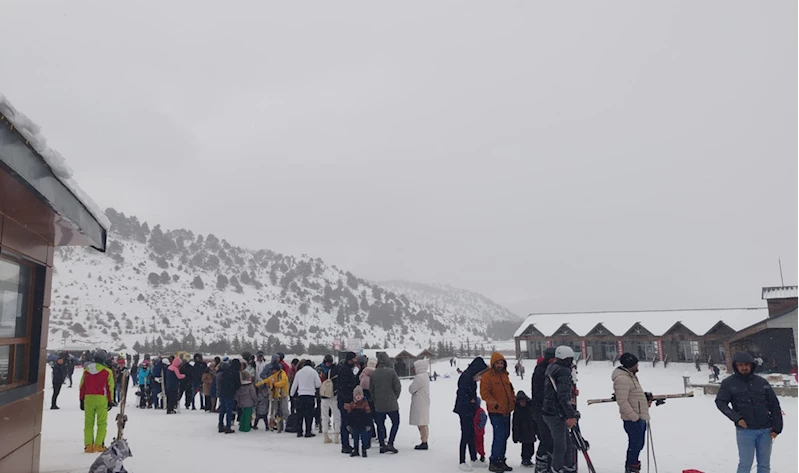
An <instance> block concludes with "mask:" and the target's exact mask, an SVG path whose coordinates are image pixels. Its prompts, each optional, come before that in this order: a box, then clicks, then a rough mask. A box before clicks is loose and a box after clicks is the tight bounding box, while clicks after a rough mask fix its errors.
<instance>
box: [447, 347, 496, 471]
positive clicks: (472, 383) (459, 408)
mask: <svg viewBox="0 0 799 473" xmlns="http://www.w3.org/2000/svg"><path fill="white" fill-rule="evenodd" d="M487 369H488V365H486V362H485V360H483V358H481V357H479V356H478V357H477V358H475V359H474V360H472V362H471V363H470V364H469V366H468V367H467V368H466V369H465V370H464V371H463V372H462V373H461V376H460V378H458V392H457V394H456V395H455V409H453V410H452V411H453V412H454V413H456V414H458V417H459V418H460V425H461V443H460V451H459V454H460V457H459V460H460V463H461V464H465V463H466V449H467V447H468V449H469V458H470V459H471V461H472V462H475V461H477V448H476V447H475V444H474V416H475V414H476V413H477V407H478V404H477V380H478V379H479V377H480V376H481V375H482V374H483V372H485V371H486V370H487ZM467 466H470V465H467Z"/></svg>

++++

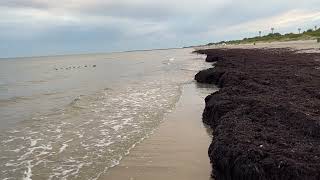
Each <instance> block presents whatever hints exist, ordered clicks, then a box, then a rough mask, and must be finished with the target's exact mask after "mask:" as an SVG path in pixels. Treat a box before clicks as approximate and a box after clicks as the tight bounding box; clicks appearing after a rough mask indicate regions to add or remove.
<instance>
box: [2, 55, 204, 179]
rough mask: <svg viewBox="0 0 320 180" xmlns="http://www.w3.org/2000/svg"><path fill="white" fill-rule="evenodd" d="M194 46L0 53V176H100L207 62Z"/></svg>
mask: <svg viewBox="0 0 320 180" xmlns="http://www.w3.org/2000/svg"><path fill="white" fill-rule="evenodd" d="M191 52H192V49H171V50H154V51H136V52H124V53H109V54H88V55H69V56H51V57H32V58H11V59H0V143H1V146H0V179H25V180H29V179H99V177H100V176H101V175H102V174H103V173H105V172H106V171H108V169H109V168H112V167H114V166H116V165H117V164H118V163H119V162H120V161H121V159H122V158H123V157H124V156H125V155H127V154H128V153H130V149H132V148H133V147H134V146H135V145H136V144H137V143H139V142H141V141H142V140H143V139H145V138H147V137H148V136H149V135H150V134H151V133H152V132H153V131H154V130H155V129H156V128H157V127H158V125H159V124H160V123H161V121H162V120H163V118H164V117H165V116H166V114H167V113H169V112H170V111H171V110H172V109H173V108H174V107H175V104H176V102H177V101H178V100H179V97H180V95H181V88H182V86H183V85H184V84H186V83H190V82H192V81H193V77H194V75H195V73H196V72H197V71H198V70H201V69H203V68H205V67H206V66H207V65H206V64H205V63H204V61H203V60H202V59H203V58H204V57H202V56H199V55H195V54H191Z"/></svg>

++++

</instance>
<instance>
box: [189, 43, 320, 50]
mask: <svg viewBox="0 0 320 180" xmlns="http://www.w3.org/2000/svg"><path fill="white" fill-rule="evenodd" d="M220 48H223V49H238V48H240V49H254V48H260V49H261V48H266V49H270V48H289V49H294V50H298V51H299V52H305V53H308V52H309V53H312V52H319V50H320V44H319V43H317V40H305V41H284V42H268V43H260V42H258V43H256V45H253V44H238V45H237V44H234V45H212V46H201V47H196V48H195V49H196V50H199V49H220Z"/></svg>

++++

Exercise directions:
Within the data above, the span starting at the line containing "An <instance> block" and ending at the line containing "box: [447, 347, 496, 471]" is to be retyped exactly, with no other lines.

Written solution:
An <instance> block concludes with "mask:" and the target's exact mask, an SVG path whose coordinates are image pixels. Its prompts, each optional, come before that in this order: a box, then clicks, then a rough mask. A box before clicks is loose and a box after clicks is the tight bounding box, while clicks after a rough mask fix its errors.
<instance>
box: [447, 347, 496, 471]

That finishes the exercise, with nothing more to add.